Pointing records:
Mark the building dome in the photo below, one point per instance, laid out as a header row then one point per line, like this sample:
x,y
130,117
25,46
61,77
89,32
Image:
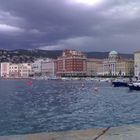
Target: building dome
x,y
113,54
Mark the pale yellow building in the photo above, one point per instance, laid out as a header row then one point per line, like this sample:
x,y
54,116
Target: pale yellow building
x,y
125,67
137,64
115,65
94,67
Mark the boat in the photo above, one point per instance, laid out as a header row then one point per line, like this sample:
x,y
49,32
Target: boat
x,y
120,83
134,85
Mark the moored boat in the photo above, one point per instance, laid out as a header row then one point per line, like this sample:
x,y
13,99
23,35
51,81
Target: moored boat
x,y
120,83
134,85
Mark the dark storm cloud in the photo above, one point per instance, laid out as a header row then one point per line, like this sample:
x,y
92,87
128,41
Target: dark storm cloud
x,y
51,24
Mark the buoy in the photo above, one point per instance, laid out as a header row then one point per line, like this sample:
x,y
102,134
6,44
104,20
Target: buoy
x,y
29,83
83,85
96,88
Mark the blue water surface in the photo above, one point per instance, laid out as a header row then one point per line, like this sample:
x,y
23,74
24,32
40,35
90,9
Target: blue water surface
x,y
47,106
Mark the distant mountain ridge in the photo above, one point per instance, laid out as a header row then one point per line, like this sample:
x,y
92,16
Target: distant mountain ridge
x,y
21,55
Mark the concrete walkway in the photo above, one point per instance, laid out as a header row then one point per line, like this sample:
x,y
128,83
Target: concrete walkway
x,y
130,132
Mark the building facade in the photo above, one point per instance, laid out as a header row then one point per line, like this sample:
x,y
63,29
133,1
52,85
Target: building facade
x,y
71,63
44,67
4,70
10,70
137,64
48,67
94,67
117,66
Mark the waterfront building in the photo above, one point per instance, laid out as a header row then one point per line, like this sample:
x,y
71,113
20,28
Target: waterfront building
x,y
137,64
48,67
114,65
44,67
125,67
11,70
36,67
71,63
94,67
4,69
25,70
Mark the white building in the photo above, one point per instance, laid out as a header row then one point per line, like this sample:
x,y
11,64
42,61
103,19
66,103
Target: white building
x,y
44,67
13,71
10,70
36,66
48,67
4,70
109,64
25,70
137,64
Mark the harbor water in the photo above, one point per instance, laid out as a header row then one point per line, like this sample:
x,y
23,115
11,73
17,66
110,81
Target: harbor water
x,y
56,105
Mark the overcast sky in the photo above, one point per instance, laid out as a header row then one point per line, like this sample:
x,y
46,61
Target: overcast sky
x,y
86,25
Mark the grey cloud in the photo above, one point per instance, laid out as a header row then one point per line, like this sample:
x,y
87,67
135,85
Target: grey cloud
x,y
51,24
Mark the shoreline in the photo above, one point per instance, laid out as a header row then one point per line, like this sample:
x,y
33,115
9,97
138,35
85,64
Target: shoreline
x,y
126,132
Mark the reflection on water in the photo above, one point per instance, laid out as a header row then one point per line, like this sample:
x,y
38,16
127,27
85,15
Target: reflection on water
x,y
47,106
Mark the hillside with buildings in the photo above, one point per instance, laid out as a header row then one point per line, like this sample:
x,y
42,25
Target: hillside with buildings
x,y
28,56
68,63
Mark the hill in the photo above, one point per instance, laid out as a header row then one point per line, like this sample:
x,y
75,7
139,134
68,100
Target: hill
x,y
20,55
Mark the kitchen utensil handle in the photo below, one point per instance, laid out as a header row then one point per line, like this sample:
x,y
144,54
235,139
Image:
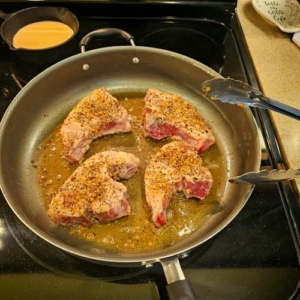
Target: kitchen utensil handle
x,y
178,287
105,32
282,108
3,15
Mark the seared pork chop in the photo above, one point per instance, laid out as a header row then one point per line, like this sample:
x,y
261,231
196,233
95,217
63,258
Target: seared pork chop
x,y
92,191
175,167
168,115
96,115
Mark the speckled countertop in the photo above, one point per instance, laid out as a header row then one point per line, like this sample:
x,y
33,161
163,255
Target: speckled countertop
x,y
277,64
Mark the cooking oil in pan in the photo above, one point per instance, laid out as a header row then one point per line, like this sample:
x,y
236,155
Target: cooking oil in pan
x,y
135,231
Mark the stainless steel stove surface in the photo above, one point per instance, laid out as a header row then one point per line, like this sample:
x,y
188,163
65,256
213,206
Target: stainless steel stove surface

**Set exercise:**
Quote the entries in full. Any image among them is to be omitted from the copy.

**In response:**
Mark the building dome in the photo below, one point per instance, laid out as a header row then one point per line, like this sample:
x,y
130,117
25,46
61,77
89,32
Image:
Target: building dome
x,y
113,54
Mark the pale yellow building in the photo above, one point per instance, laid out as a header row then one point per line, like this sample:
x,y
54,116
Target: pale yellow building
x,y
125,67
137,64
115,65
94,67
Mark the boat in the photo above, one point per instance, laid out as a header row then one point per line, like this sample:
x,y
49,32
Target: boat
x,y
120,83
134,85
Mark the moored boat in the photo above, one point per instance, laid out as a header row then one point per line, like this sample:
x,y
13,99
23,35
51,81
Target: moored boat
x,y
120,83
134,85
Mark the dark storm cloud in the photo above, one point per instance, laid out as a header row then one point per line, like this sample:
x,y
92,87
128,41
Target: dark storm cloud
x,y
51,24
Mark the buoy in the photo above, one point per instance, laid out as a header row then one point per line, like this sample:
x,y
102,134
6,44
104,20
Target: buoy
x,y
29,83
83,85
96,88
Mark the blue water surface in the photo above, one point per instance, laid out as a header row then one point per line, like this sample:
x,y
23,74
24,32
40,35
90,9
Target: blue water surface
x,y
47,106
Mark the distant mountain ridge in the photo above, one point per instance, laid out as a header row then one point per line, like this sample:
x,y
92,16
Target: distant mountain ridge
x,y
21,55
Mark the concrete walkway in the photo above, one point per instance, laid out as a header row then one point per line, like this sample:
x,y
128,83
Target: concrete walkway
x,y
130,132
Mark the building facade in the photo above, one point per instance, laid out as a header row then one point per line, like this sample:
x,y
63,29
133,1
52,85
Target: building facade
x,y
71,63
44,67
4,70
10,70
137,64
48,67
94,67
117,66
Mark the waterfront building in the photo above, one point per instance, laid out as a header row then one point per line, like this sample:
x,y
71,113
20,28
Target: waterfront building
x,y
137,64
48,67
114,65
44,67
125,67
11,70
36,67
71,63
94,67
4,69
25,70
Mark the white building in the photo above, one point per instance, laid out as a header row then one point per line, like this sample:
x,y
11,64
42,61
103,19
66,103
Target: white building
x,y
44,67
13,71
10,70
36,66
48,67
4,70
109,64
25,70
137,64
Mark the harbor water in the photo above, one point per instance, laid out as a header row then one point per line, like this sample:
x,y
23,115
11,73
17,66
110,81
Target: harbor water
x,y
56,105
Mark the overcast sky in the photo above, one point per instance, laid out as a header row then one point per line, like this sample:
x,y
46,61
Target: overcast sky
x,y
86,25
Mark the grey cloud in the photo above, one point per instance, laid out as a header row then one point per line, like this sample:
x,y
87,67
135,85
Target: grey cloud
x,y
51,24
Mark the shoreline in the photo above, one point per instance, laid out as a header row then one point per line, like this sample:
x,y
33,115
9,97
138,35
85,64
Target: shoreline
x,y
126,132
Mark the reflection on water in the photo above, one point per instance, laid out as a header row then one point per line, like this sample:
x,y
38,16
127,27
85,15
Target: reflection on water
x,y
47,106
Mark the hillside with buildings in the photo above, one point per instance, laid out as a header row then one point per line, like this sample:
x,y
42,25
Target: hillside with buildings
x,y
28,56
68,63
Mark the hill in the photo above, one point per instance, laid out as a header row then one point per line, like this sample:
x,y
75,7
139,134
68,100
Target: hill
x,y
20,55
Mark the kitchen utensil handle in the photo below, one point per instance, laid out as a header row then one point per line, like this sample:
x,y
144,54
235,139
Image:
Target: kitchen utensil handle
x,y
178,287
105,32
282,108
3,15
Mark the seared pork chop in the photo above, one point per instance, laid out as a header row then one point per line, like this sample:
x,y
261,231
196,233
95,217
63,258
Target: seared pork chop
x,y
92,191
175,167
168,115
96,115
Mark the speckled countertop in the photo above, one point per instance, laid out as a header row then one point per line, like this sample:
x,y
33,161
163,255
Target: speckled countertop
x,y
277,64
Mark the cooking oil in pan in the photo above, one point per instance, laid out as a header row then one point per line, like this sample:
x,y
236,155
Target: cooking oil in pan
x,y
135,231
Mark the stainless steel stove surface in the photo above, one point per instance, laid out as a header row then one point per line, like this sample:
x,y
188,163
65,256
213,206
Target: stainless steel stove surface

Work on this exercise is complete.